ASSIGNED TASK –
Print the records below exactly, and do not carry over any picture.

PROVIDED MATERIAL –
* * *

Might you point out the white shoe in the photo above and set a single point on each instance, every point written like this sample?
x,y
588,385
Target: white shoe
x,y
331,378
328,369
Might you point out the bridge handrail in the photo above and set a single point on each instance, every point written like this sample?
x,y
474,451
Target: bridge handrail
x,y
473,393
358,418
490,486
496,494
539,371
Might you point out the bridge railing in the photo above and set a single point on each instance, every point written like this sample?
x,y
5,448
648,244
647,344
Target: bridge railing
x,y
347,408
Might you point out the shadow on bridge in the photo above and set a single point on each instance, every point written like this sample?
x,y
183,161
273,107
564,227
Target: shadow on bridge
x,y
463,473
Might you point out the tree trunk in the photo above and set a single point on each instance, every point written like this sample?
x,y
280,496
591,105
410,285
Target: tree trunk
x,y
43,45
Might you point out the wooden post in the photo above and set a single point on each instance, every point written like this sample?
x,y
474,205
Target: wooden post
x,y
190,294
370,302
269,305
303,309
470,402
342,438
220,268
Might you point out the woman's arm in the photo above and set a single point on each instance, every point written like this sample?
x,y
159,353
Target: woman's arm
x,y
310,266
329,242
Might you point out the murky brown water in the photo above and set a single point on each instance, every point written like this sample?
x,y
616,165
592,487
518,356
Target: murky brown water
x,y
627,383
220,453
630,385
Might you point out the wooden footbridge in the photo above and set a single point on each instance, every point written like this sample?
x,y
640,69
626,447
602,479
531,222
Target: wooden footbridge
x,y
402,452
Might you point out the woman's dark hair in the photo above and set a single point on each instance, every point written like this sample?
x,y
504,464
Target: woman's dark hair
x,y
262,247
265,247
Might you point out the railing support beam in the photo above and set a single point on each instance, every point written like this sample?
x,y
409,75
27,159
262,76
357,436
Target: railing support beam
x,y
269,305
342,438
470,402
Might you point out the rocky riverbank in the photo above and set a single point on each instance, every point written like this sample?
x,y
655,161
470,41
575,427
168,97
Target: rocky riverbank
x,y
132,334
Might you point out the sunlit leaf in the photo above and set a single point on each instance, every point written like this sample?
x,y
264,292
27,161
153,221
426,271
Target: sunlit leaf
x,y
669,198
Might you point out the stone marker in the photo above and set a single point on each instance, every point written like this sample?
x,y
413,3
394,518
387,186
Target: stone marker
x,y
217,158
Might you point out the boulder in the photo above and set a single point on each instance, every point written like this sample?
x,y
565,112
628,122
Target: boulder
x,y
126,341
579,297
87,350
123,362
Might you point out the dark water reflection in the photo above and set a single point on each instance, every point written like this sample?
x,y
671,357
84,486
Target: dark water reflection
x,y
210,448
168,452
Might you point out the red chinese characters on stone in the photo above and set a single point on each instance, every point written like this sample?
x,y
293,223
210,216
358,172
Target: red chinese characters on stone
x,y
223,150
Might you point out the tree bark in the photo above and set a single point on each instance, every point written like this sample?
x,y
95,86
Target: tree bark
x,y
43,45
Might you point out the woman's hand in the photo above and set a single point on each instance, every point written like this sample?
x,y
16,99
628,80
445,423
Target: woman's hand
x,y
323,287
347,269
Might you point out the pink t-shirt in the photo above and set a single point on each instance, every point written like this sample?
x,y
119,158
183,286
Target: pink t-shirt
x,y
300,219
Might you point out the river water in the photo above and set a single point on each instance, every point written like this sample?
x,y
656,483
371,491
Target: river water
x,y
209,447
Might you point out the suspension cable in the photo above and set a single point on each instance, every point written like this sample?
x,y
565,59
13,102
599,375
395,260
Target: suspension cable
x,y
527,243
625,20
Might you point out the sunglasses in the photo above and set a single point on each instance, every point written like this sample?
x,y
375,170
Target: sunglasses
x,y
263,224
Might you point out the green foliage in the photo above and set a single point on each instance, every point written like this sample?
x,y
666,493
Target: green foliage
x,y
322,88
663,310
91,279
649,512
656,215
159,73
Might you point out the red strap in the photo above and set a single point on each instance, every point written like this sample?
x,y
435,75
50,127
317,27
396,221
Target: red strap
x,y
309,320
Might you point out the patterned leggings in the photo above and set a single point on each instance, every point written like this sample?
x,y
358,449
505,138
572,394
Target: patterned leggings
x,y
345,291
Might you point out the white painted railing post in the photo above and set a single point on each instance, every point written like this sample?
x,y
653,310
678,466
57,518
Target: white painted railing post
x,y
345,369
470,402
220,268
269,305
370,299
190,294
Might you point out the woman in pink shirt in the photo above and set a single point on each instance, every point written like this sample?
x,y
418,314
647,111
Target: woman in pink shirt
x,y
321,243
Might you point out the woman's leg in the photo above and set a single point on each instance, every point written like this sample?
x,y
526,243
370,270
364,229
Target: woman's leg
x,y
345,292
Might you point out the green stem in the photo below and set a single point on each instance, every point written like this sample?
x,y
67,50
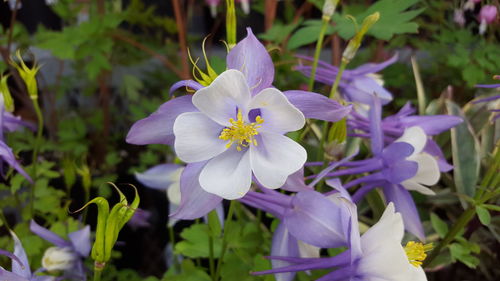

* * *

EXERCISE SOLUTION –
Might you point out the white shoe in the photo above and set a single point on each instance, every point written like this sample?
x,y
588,385
Target: white shoe
x,y
331,378
328,369
Might you point out the bridge handrail in the photo above and set a single point on each instance, every point written like this sample?
x,y
474,451
Target: bridge handrail
x,y
473,393
358,418
490,486
496,494
539,371
Might you point out the bridge railing in the photo above and set a single point on each instance, every point written like this sample?
x,y
5,448
648,244
647,344
Target: bridge railing
x,y
347,408
Might you point out the shadow on bridge in the photo above and set a single point on each instance, every point written like this sample?
x,y
183,161
273,107
564,227
Target: shadow on bridge
x,y
463,473
Might you point out the tree trunk in the photo above and set a single point on each instance, every point written like this sample?
x,y
280,496
591,105
410,285
Target: tree trunk
x,y
43,45
Might you point out the wooden post in the photo above and set a single point on each instance, every point written like this sample?
x,y
474,205
Target: wooden post
x,y
190,294
370,302
269,305
303,309
470,402
342,438
220,268
Might you point out the woman's arm in the photo above and set a single point on each instance, every point written like this sample?
x,y
159,353
Target: woman's arm
x,y
310,266
329,242
Might you point out the murky brown water in the photo above and set a single point on each instance, every point written like this sample?
x,y
616,165
592,487
518,356
Target: murky brown water
x,y
627,383
220,453
630,385
Might you point out the wooden footbridge in the photo above and set a single point on each instance, every point written like this sample?
x,y
640,69
626,447
602,479
531,222
Target: wooden footbridge
x,y
402,452
Might you point out the woman's dark hair in the photo above and set a single point on each instance, every point written like this sample?
x,y
504,464
Target: woman's dark hair
x,y
262,247
265,247
Might you point out the railing support beam in the photo above and set a single point on each instance, every point written like this sample?
x,y
409,75
27,159
262,76
357,436
Target: railing support beam
x,y
269,305
342,438
470,402
Might you point out the rocky riverbank in the photo above and set a single point on each instance, every point written like this sample?
x,y
655,161
470,41
575,427
168,97
Target: rocky riverbank
x,y
132,334
Might you point out the sunlit leaf in the photo above and set a single point on each instance, every point written like this sample?
x,y
264,292
27,161
153,221
426,271
Target: sunlit leaf
x,y
669,198
Might you point out the stone marker in the photo above and set a single point on each instance, every point written like this sample?
x,y
413,3
394,518
387,186
Target: stone marker
x,y
217,158
Might you point out the boulder in the photo above and set a single point on each instance, every point written like this sample?
x,y
565,112
628,122
Target: boulder
x,y
126,341
579,297
87,350
123,362
Might you point out the dark water reflection in the photo above and set a single point on each instance, every point written like this sample?
x,y
671,357
84,486
Target: dark water reflection
x,y
210,448
168,452
Might you point out the red chinese characters on stone in the photo above and set a single point on each instance, every point written like this sample?
x,y
293,223
210,216
358,172
Target: red chinese characters on stone
x,y
223,150
Might you point out the tree bark in the photo above and set a single point on each instance, every point written like this sample?
x,y
95,86
Target: tree bark
x,y
43,45
Might you point out the woman's hand in the photo above and set a single point on each instance, every point written like this sample?
x,y
16,99
628,80
445,423
Target: woman's hand
x,y
323,287
347,269
Might you point out the pink t-shirt in the photo above and set a single point on each instance, every point written like this sample?
x,y
119,158
183,286
Target: pink t-shirt
x,y
300,219
Might you point out the river water in the photo above and set a single point on each instance, every point written like this sample?
x,y
656,483
371,491
Target: river water
x,y
209,447
Might you point out the suspension cable in the photo above and set a single point on each instance, every point written like this sample?
x,y
565,59
13,102
599,375
395,260
Target: suspension cable
x,y
527,243
625,20
Might you point out the sunglasses in the photo above and set a single point on each instance, every point written like this sample?
x,y
375,170
Target: sunglasses
x,y
263,224
Might you point out the green foliage in the photo above and set a single point on each instance, every point written like this sample?
x,y
666,493
Target: green foliage
x,y
322,88
663,310
91,279
649,512
656,215
159,73
Might you point out the red strap in the photo above and set a single point on each instance, every point written like this sample?
x,y
435,75
50,127
317,27
396,221
Target: red strap
x,y
309,320
Might you point out the patterned leggings in the photo above and set a single point on each instance, every point written like this sample?
x,y
358,449
505,138
572,394
Target: patterned leggings
x,y
345,291
Might you point out the white painted railing post in the photo above and set a single point on each instance, every point written like this sample?
x,y
653,310
678,466
57,518
Target: white painted railing post
x,y
345,369
470,402
220,268
269,305
370,299
190,294
Might you point out the woman in pink shirt in the photo above and set a single point on each instance, every point written like this sample?
x,y
418,314
647,111
Target: woman in pink shirt
x,y
321,243
Might you point out the woman's leg in the photo above and set a single point on each instance, every point written like this sample?
x,y
526,243
370,270
364,229
Target: woman's leg
x,y
345,292
Might you point out the green stem in the photo below and set a single point on each instance, every point written like this sample?
x,y
67,50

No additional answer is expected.